▶ **Extract provided**
Lodi News-Sentinel

Suit claims sex harassment, racism contribute­d to Oroville Dam crisis

- By Ryan Sabalow and Darrell Smith

Workers were patching Oroville Dam’s weathered concrete spillway, nearly four years before a massive crater would tear it open.

Michael Hopkins, an employee at the Department of Water Resources, alleges he saw something he would never forget.

A legally deaf woman was assigned to drive a truck down the spillway and listen for hollow sounds in the concrete as her colleagues performed what’s known as “chain drag testing,” Hopkins wrote in a declaratio­n filed last week in Sacramento Superior Court.

“This isn’t going to work,” the woman told her supervisor, who brushed off her concerns and told her to get back to work, Hopkins wrote.

Hopkins’ allegation isn’t the only alarming charge found in a lawsuit stemming from the crisis at the nation’s tallest dam, which began two years ago Thursday when a large crater formed in the spillway, eventually leading to the evacuation of 188,000 people.

The suit before Sacramento Superior Court Judge James McFetridge has ballooned to include allegation­s that dam officials stole equipment, cooked financial books to conceal wrongdoing, destroyed evidence and fostered a toxic culture of sexual and racial harassment that included slurs and nooses hung where a black worker would find them.

▶ **Assignment 1**
According to the article on the Oroville Dam lawsuit, how many people were eventually evacuated during the crisis?
▶ **Assignment 2**
Echo the Oroville Dam article word for word, from "Suit claims sex" down to "would never forget.".

▶ **Material provided**
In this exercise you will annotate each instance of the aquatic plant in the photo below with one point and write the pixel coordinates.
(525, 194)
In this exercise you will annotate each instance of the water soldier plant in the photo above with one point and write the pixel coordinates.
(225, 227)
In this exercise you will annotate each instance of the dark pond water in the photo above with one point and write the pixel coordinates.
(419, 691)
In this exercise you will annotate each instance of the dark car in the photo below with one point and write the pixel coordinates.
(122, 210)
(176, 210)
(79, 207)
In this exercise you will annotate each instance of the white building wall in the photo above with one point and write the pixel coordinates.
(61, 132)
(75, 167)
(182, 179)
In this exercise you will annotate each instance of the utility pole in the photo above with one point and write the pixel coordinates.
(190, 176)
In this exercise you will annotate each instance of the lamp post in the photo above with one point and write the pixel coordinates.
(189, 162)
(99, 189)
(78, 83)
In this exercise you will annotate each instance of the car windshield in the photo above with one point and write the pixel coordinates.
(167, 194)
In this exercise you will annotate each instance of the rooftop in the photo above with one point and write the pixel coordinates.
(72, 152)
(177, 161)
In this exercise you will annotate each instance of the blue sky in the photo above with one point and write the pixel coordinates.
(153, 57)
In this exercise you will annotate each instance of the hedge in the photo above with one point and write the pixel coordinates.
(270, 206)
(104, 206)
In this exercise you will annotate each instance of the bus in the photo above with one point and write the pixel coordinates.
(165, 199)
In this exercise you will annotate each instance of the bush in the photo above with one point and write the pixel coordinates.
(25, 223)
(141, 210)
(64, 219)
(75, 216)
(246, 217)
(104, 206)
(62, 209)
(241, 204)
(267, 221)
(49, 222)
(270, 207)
==
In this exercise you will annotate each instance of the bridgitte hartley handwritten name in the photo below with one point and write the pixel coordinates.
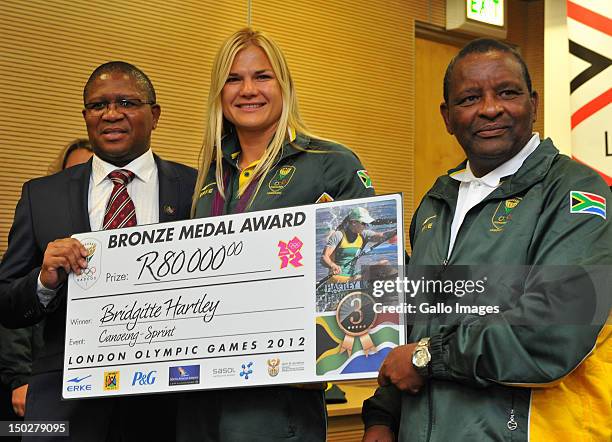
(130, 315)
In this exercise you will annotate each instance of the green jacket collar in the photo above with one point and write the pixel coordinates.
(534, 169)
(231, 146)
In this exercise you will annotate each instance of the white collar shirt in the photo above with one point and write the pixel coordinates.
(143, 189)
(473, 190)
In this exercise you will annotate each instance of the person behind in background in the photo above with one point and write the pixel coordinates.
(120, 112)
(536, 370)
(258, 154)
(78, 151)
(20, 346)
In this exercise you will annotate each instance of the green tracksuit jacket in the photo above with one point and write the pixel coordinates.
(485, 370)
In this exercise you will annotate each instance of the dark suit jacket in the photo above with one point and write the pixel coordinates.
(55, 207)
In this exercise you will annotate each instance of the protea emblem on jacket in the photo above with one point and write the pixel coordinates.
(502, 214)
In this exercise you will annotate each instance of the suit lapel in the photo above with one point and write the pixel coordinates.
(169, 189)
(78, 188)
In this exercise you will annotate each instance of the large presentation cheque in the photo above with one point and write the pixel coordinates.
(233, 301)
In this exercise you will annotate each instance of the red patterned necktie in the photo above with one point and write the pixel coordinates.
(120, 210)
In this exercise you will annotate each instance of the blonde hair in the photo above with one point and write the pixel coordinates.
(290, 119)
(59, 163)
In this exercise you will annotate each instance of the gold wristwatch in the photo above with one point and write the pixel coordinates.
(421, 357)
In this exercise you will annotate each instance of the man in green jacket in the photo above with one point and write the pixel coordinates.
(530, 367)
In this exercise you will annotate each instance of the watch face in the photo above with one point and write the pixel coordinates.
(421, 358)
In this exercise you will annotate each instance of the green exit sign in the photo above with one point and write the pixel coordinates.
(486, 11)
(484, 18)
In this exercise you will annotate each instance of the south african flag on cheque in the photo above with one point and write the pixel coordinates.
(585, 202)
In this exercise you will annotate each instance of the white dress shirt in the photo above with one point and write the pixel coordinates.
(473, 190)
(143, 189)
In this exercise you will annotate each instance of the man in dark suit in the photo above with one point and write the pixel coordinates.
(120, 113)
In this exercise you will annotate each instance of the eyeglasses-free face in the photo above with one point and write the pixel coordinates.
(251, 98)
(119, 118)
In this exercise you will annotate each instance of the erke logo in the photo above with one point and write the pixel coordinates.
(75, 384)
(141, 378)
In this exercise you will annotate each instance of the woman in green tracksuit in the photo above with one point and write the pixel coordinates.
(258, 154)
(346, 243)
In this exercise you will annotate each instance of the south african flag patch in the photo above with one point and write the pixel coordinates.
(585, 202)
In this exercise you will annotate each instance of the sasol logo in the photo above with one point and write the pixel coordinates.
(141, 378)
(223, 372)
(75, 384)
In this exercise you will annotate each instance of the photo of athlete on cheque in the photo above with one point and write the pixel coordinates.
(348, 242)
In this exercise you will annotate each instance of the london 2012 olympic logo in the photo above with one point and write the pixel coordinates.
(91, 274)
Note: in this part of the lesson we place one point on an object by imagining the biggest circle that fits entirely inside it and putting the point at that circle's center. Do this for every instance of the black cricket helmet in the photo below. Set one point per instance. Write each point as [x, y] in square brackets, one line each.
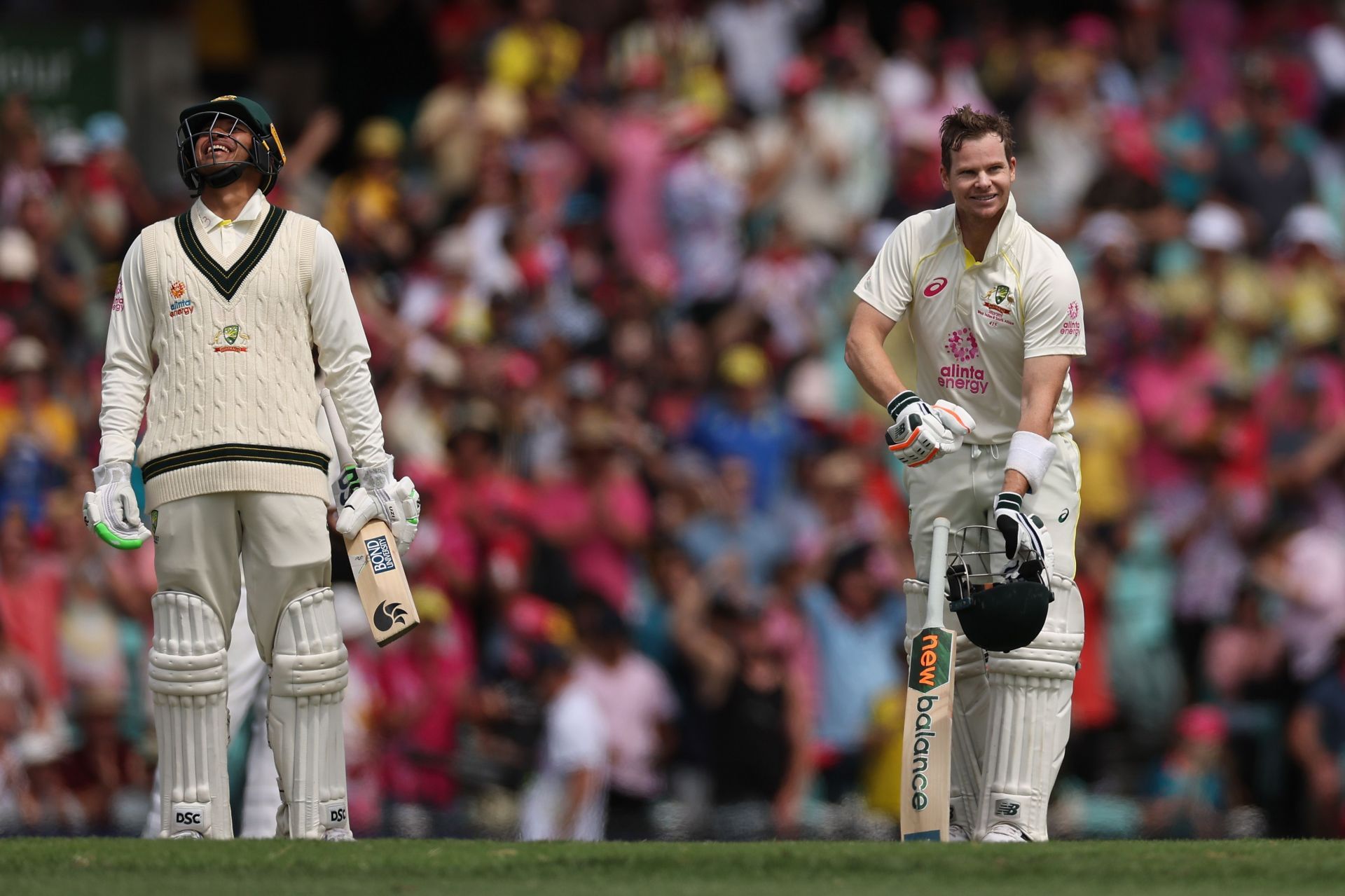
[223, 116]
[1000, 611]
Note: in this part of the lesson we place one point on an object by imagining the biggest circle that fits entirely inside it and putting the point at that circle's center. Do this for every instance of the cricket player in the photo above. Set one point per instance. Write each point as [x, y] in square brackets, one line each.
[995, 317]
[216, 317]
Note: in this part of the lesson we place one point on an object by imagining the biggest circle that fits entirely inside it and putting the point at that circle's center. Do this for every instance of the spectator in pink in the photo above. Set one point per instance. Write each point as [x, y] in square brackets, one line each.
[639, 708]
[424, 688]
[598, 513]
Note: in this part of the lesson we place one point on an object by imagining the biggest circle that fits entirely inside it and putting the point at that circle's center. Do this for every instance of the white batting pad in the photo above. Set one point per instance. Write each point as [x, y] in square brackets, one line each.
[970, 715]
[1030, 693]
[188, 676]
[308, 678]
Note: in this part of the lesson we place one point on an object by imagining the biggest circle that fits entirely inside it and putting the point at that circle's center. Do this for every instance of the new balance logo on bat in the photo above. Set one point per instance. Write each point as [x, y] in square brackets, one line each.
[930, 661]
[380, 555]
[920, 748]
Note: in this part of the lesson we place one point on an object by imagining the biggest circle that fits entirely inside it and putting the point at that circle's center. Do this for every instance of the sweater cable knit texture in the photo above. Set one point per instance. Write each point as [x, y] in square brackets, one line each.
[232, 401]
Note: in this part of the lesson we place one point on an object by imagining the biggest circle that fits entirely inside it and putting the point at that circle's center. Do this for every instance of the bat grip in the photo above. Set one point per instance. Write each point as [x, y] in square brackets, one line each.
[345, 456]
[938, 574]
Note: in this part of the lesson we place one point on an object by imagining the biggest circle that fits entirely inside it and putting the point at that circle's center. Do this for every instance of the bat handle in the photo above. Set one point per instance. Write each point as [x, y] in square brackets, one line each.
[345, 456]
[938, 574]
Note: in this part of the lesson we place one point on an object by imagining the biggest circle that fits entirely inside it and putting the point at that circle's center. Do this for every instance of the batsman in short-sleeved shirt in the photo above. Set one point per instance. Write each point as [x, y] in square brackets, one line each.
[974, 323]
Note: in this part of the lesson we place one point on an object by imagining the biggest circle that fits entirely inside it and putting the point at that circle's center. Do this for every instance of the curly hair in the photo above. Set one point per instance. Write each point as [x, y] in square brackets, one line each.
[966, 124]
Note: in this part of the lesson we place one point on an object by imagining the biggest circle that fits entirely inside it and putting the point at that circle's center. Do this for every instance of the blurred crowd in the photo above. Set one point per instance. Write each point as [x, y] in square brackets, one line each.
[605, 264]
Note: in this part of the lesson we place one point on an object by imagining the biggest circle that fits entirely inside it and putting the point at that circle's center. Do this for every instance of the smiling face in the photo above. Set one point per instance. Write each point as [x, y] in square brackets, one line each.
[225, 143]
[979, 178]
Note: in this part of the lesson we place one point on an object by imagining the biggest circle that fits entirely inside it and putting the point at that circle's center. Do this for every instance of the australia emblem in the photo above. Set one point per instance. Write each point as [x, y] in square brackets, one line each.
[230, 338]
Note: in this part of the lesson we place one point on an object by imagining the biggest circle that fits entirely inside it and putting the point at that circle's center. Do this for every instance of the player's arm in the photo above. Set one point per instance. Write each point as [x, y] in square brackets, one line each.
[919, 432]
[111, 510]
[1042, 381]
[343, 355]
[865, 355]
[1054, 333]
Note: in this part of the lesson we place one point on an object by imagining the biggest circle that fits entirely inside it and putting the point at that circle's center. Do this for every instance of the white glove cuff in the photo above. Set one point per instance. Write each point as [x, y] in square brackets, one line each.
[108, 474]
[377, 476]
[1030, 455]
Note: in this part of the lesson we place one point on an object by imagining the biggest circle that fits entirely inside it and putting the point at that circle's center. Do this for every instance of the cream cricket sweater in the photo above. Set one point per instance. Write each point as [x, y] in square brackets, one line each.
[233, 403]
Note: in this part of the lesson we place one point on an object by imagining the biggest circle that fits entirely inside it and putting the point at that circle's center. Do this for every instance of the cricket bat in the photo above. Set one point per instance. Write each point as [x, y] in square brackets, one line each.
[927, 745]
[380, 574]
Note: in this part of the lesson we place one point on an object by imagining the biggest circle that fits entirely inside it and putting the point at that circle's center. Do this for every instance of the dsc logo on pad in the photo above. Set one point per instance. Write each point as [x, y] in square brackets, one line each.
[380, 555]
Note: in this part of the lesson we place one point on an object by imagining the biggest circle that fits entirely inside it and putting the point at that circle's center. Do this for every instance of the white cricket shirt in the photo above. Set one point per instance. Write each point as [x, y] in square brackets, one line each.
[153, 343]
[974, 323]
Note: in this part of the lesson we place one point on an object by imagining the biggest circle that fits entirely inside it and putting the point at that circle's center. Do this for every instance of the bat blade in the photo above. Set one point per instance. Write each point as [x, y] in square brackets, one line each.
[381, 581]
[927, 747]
---
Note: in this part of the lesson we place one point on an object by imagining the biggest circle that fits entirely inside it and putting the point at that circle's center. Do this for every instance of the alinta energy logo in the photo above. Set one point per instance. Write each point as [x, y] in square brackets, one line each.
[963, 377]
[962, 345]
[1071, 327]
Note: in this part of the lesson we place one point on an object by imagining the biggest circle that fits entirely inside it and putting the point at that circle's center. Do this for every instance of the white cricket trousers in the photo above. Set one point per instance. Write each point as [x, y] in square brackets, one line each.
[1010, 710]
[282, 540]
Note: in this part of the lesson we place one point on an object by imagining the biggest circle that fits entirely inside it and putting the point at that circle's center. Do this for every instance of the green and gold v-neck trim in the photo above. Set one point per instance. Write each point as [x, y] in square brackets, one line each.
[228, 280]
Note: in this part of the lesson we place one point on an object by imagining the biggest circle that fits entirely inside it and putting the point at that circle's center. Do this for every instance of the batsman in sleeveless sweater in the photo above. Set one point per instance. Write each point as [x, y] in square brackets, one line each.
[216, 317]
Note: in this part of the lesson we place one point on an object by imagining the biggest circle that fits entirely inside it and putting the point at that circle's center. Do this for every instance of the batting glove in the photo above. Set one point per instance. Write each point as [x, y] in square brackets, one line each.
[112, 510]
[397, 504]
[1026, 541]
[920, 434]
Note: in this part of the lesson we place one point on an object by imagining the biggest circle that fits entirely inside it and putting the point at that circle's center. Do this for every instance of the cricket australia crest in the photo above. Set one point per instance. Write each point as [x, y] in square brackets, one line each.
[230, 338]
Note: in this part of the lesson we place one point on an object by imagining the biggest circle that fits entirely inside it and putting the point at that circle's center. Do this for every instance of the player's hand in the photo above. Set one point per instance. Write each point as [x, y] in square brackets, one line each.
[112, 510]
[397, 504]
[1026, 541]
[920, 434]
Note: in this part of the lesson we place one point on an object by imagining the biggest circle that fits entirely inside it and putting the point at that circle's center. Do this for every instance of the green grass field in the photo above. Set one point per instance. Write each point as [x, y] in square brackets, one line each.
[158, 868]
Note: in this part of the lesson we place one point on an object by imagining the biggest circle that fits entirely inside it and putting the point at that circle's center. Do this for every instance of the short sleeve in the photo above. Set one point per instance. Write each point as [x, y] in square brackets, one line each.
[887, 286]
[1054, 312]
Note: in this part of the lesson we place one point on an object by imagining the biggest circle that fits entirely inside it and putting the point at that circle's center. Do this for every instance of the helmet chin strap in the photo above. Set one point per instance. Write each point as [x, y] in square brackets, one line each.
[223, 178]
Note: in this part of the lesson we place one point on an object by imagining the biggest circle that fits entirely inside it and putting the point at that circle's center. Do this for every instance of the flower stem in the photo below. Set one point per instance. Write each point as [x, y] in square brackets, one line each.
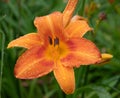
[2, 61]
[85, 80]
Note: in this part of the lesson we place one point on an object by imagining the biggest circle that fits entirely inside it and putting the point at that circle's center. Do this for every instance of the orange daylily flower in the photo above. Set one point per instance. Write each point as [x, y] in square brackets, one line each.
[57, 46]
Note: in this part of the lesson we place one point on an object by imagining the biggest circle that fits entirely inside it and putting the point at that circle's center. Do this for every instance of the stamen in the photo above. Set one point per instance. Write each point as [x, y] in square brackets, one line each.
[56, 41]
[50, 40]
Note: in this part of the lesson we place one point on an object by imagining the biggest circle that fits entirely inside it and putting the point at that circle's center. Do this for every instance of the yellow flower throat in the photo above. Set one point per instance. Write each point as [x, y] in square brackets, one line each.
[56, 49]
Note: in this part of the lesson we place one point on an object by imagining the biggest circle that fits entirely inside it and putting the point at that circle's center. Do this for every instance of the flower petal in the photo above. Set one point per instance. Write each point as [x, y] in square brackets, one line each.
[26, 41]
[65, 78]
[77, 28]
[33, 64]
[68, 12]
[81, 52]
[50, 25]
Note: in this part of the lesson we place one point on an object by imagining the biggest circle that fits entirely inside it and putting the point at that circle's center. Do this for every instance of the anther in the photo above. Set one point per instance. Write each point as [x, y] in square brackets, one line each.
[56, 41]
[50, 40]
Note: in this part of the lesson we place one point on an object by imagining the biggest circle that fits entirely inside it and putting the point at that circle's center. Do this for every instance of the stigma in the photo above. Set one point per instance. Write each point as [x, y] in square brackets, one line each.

▶ **Result 1**
188,000 people.

▶ **Result 2**
Suit claims sex harassment, racism contribute­d to Oroville Dam crisis

- By Ryan Sabalow and Darrell Smith

Workers were patching Oroville Dam’s weathered concrete spillway, nearly four years before a massive crater would tear it open.

Michael Hopkins, an employee at the Department of Water Resources, alleges he saw something he would never forget.